**What you should do:** In the entries below, find the line with "of the grassy" and print exactly every line from there up to and including the line with "the eagle reflection", with no other lines.

[Opening Data extract section]

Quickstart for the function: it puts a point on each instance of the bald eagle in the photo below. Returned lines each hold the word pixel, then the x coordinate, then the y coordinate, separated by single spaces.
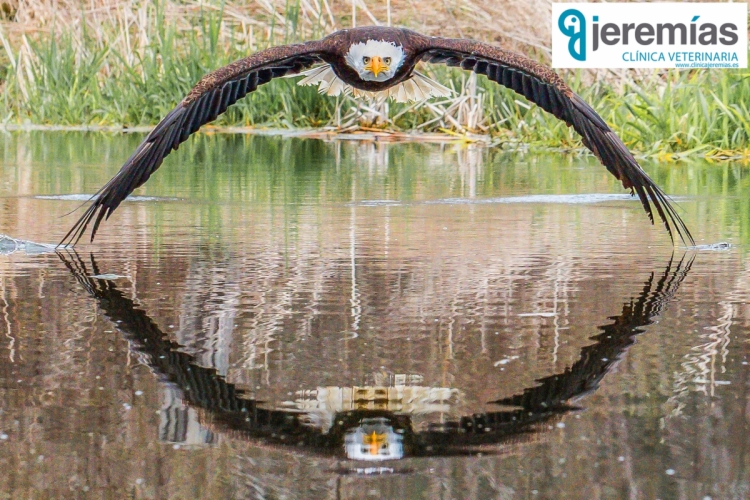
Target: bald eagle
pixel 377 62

[Closing Data extract section]
[Opening Data extract section]

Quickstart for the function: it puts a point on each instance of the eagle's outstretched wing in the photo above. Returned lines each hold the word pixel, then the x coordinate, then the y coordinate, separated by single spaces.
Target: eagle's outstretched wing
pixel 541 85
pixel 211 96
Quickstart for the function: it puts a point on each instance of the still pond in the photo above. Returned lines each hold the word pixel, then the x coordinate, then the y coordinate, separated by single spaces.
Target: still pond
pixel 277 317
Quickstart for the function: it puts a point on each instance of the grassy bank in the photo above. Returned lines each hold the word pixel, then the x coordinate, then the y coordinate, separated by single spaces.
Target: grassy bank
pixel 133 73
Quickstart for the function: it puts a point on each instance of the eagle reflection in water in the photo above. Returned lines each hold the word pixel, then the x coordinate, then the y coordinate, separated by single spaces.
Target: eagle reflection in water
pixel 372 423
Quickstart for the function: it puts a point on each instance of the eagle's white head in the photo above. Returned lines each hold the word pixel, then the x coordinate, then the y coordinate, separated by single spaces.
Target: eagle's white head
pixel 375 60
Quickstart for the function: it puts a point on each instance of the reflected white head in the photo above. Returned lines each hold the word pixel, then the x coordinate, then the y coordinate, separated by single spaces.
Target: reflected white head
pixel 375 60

[Closing Data extract section]

**Written response:**
Quickstart for the function: it puts a point on each instance of the grassy bank in the photo above. Returned lines each hold the word pixel, then the x coordinate, then the y coordinate, separated by single spaces.
Target: grassy bank
pixel 133 73
Quickstart for the function: it puts a point on each instance of the eagle reflection in water in the photo above. Returned lines each hold the word pixel, then the x coordinate, then the y coordinate, separated by single spaces.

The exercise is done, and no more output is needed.